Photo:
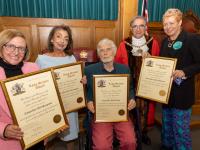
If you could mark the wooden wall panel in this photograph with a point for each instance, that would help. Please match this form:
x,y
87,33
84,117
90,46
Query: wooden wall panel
x,y
82,36
86,33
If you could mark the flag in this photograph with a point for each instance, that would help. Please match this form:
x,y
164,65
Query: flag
x,y
144,13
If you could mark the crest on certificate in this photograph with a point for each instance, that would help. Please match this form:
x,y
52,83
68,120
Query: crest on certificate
x,y
101,83
17,89
57,75
149,63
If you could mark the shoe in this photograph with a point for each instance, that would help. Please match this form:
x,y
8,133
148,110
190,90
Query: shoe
x,y
163,147
145,139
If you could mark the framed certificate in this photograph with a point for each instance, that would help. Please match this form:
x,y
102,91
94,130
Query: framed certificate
x,y
111,97
35,105
72,92
156,78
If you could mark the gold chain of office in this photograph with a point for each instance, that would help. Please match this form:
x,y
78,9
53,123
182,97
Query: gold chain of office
x,y
132,45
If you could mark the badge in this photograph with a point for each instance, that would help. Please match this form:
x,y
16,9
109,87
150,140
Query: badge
x,y
79,100
121,112
57,118
177,45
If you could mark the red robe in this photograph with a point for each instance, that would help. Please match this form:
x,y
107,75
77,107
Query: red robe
x,y
122,57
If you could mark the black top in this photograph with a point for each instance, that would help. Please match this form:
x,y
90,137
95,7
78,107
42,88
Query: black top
x,y
186,48
11,70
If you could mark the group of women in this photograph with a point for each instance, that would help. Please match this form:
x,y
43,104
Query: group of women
x,y
179,44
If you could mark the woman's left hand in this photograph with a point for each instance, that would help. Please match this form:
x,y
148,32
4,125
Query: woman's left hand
x,y
84,80
145,55
178,74
131,104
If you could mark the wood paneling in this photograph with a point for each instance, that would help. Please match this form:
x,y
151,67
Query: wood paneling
x,y
156,29
86,33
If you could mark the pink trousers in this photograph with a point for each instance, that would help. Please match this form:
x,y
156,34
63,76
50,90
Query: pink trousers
x,y
102,135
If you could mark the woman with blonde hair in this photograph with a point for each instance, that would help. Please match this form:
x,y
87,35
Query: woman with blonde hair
x,y
176,115
13,56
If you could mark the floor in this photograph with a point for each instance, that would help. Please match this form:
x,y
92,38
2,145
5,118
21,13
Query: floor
x,y
154,134
155,137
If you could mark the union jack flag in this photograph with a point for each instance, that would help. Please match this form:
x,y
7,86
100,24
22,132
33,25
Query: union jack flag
x,y
144,12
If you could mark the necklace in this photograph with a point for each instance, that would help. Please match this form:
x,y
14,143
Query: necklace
x,y
132,45
170,43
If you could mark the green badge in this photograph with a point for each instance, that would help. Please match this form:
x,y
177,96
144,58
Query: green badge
x,y
177,45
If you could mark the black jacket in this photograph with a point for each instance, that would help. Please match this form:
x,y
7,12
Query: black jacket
x,y
188,60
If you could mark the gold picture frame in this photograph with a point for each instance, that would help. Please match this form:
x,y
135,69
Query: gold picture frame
x,y
72,92
34,103
111,94
155,78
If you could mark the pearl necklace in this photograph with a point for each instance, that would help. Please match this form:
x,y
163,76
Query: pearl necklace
x,y
170,43
132,45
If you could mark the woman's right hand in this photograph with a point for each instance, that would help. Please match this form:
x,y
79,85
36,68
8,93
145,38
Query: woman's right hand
x,y
90,106
13,132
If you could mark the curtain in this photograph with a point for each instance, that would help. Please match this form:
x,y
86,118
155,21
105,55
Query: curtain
x,y
68,9
156,8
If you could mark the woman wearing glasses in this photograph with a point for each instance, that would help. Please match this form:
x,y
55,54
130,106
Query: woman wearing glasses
x,y
130,52
13,56
176,115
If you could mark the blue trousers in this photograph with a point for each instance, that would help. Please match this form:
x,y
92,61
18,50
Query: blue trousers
x,y
176,129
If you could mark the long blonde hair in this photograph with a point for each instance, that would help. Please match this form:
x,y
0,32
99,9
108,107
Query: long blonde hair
x,y
7,35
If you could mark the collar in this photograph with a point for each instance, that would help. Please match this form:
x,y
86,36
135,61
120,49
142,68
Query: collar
x,y
104,70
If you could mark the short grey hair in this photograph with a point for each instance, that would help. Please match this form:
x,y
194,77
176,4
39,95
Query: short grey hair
x,y
137,17
106,41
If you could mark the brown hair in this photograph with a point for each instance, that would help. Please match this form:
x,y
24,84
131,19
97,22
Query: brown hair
x,y
173,12
68,49
9,34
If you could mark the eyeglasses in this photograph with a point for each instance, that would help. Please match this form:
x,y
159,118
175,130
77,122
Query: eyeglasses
x,y
106,49
138,26
11,48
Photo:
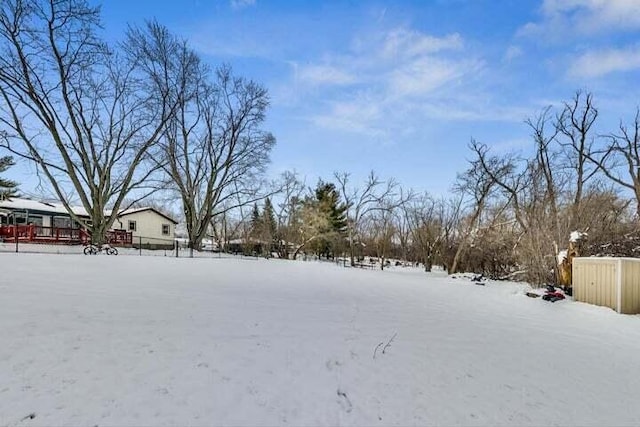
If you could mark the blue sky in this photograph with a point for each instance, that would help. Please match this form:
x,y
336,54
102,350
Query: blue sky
x,y
400,87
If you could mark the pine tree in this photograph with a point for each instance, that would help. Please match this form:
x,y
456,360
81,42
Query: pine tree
x,y
330,207
269,226
256,221
269,219
7,187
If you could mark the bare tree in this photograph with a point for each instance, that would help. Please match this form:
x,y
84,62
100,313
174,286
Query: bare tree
x,y
216,148
478,182
87,115
375,195
619,160
575,123
426,222
287,210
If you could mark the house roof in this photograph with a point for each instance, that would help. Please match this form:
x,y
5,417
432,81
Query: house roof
x,y
20,204
136,210
16,203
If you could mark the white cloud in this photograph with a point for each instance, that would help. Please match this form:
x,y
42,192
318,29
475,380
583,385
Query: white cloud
x,y
405,43
324,75
401,69
512,53
561,18
602,62
240,4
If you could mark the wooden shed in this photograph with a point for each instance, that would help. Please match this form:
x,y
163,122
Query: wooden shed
x,y
609,282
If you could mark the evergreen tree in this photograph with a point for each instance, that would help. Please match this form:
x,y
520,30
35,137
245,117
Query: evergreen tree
x,y
269,227
7,187
329,200
329,206
269,219
256,221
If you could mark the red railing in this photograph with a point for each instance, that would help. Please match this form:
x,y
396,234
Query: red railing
x,y
59,235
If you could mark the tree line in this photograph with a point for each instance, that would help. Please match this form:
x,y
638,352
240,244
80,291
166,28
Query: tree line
x,y
510,215
110,124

--- --- ---

EXERCISE AIM
Where a record above contains a picture, leave the picture out and transcribe everything else exactly.

ANSWER BOX
Photo:
If you could mark the wooden wall panel in this photograph with a point for each instance, that would help. Please match this form:
x,y
87,33
84,117
90,46
Query: wooden wall panel
x,y
82,36
86,33
If you could mark the flag in this photograph with a point for each instance, that would help. Please match this form:
x,y
164,65
Query: flag
x,y
144,13
If you could mark the crest on certificate in this photograph with a point for each instance, that would help. Please match this form:
x,y
52,83
68,120
Query: crest on certificate
x,y
101,83
17,89
57,75
149,63
If you could mark the shoe in this photograph with a point for each instance, that would help. Please match this form:
x,y
8,133
148,110
190,90
Query: shoe
x,y
163,147
145,139
If you could mark the framed certificate in this photograph with a point for each instance, that would help. Please match this form:
x,y
102,91
94,130
Query: framed certificate
x,y
111,97
35,105
72,92
156,78
If you could mark the gold chain of office in this photograph with a point for each instance, that would help. Please match this form:
x,y
78,9
53,123
182,97
Query: gold chain of office
x,y
132,45
If you could mark the badge in this photograph with a point for each instance, that would help. Please match this form:
x,y
16,9
109,87
150,140
Query: badge
x,y
79,100
121,112
57,118
177,45
If you could mark the red robe in this photograph with a point for each instance, that would help. Please match this form:
x,y
107,75
77,107
Query: red robe
x,y
122,57
If you could mark the black top in this photograph with a point for each instance, that would help. Please match this form:
x,y
90,137
95,7
78,107
42,88
Query: black top
x,y
186,48
11,70
If you could mark the group of women in this photograph with a point for each instance, that would help. Please match this form:
x,y
43,104
Query: group of women
x,y
179,44
If you could mark the woman's left hand in this photograph with a point for each instance, that would help. Please match this form:
x,y
148,32
4,125
Query: woman's left hand
x,y
84,80
145,55
178,74
131,104
If you could mark the wood paneling in this photograph with a point for each instance, that would help. Please match this form:
x,y
151,67
Query: wood paneling
x,y
156,29
86,33
If you could mark the pink trousers in this photograph with a point for each instance, that would help. Please match this form:
x,y
156,34
63,76
50,90
Query: pink trousers
x,y
102,135
If you could mark the woman with blonde hair in this photograph with a point for each instance, that would help. Please match this form:
x,y
87,35
Query: woman with blonde hair
x,y
176,115
13,56
If you could mark the floor in this photograph with a point for each instance, that would help. Please match this form:
x,y
92,38
2,145
5,118
21,13
Query: floor
x,y
154,134
155,137
If you could mark the union jack flag in this photograph with a point for each instance, that would help. Please match this form:
x,y
7,86
100,24
22,132
33,25
Query: union jack flag
x,y
144,12
If you could mark the necklace in this photograph with a point for each instance, that would help. Please match this form:
x,y
14,143
Query: necklace
x,y
132,45
170,43
If you could mark the green badge in this photograph with a point for each instance, that would help. Please match this form:
x,y
177,96
144,58
Query: green badge
x,y
177,45
If you could mark the black jacket in this photograph with a point for each instance, that would help. Please match this form:
x,y
7,12
Query: black jacket
x,y
188,60
If you could mark the gold picture frame in this photograph with a point for each instance, that would help. Please match this form:
x,y
135,69
Query: gold picture frame
x,y
72,92
34,103
111,94
155,78
If you could mark the pearl necklace in this photograph with a point for each instance, that would help. Please match this form:
x,y
163,76
Query: pearl necklace
x,y
170,43
132,45
If you could mark the woman's right hand in this photograph with a point for each instance, that would help. Please match this form:
x,y
79,85
36,68
8,93
145,38
Query: woman's right hand
x,y
90,106
13,132
If you could mark the curtain in this photograph with a point for each instance, that would help. Please match this form:
x,y
86,118
155,21
105,55
Query: curtain
x,y
68,9
156,8
If you could mark the woman wearing glasses in this photograph with a point for each instance, that would help. Please match this form:
x,y
55,54
130,106
Query: woman wearing glasses
x,y
130,52
13,56
176,115
If you could mark the blue trousers in this photograph with a point for each instance, that would help. Please match this form:
x,y
92,61
18,50
Query: blue trousers
x,y
176,129
If you could mark the long blonde hair in this photograph with a point for each instance, that would help. Please match this form:
x,y
0,32
99,9
108,107
Query: long blonde hair
x,y
7,35
If you could mark the collar in this photograph with a point for each instance, that would help. Please match this form:
x,y
86,36
135,61
120,49
142,68
Query: collar
x,y
104,70
If you could mark the short grey hair in this photograph with a point for each instance, that would help. Please match this form:
x,y
194,77
176,4
39,95
Query: short grey hair
x,y
137,17
106,41
If you could mark the brown hair in this photograph with a point for each instance, that would help. Please match this form:
x,y
24,84
131,19
97,22
Query: brown hair
x,y
173,12
68,49
9,34
If you could mark the eyeglasses in this photograph with a point for each instance, that would help. Please match this form:
x,y
159,118
175,130
77,122
Query: eyeglasses
x,y
106,49
138,26
11,48
Photo:
If you could mark the blue sky in this photograph with a point for each instance, that would help. Please match this form:
x,y
336,54
102,350
Query: blue sky
x,y
400,87
If you could mark the pine tree in this photograph with a point for each instance, that would help. Please match this form:
x,y
456,360
81,42
Query: pine tree
x,y
330,207
269,226
256,221
269,219
7,187
If you could mark the bare tree in this photograph with a point for each instance, that would help. Please match this form:
x,y
84,62
100,313
174,286
Query: bare tree
x,y
216,148
478,182
87,115
375,195
619,160
575,123
426,222
287,210
If you could mark the house roof in this photograph with a point for each instance, that would help. Please match this form:
x,y
5,417
432,81
Query: house roof
x,y
20,204
136,210
16,203
If you could mark the white cloud in this photograph with a point for each instance, that would help. Please match this form:
x,y
42,192
318,29
475,380
583,385
Query: white cloud
x,y
405,43
324,75
401,69
512,53
561,18
602,62
240,4
If you could mark the wooden shed in this photograph with a point for each instance, that would help. Please match this form:
x,y
163,122
Query: wooden shed
x,y
609,282
If you could mark the evergreen tree in this photograph with a point for each instance, that would help. Please match this form:
x,y
520,30
35,137
245,117
Query: evergreen tree
x,y
269,227
7,187
329,200
329,206
269,219
256,221
If you could mark the red railing in this photograph with a point for each instance, that would help. Please match this form:
x,y
396,234
Query: red railing
x,y
59,235
If you could mark the tree line in this photograph with a point for each instance, that would help. Please match this form:
x,y
638,352
240,244
80,291
166,28
Query: tree line
x,y
510,215
110,124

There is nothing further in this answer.